──────── Information provided

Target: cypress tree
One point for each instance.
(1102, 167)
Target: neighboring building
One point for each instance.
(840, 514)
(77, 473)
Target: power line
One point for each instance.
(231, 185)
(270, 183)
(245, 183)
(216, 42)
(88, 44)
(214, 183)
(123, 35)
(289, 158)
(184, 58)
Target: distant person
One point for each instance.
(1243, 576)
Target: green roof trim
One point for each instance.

────────────────

Your instructions
The full listing above is to be given again exactly.

Your solution
Target: cypress tree
One point for each instance.
(1102, 167)
Target: neighboring building
One point for each instance.
(840, 514)
(77, 473)
Target: power line
One point for each instance.
(231, 185)
(270, 183)
(245, 183)
(216, 42)
(88, 44)
(214, 183)
(123, 35)
(289, 158)
(184, 58)
Target: distant person
One point for each instance.
(1243, 576)
Target: green roof trim
One point for each instance.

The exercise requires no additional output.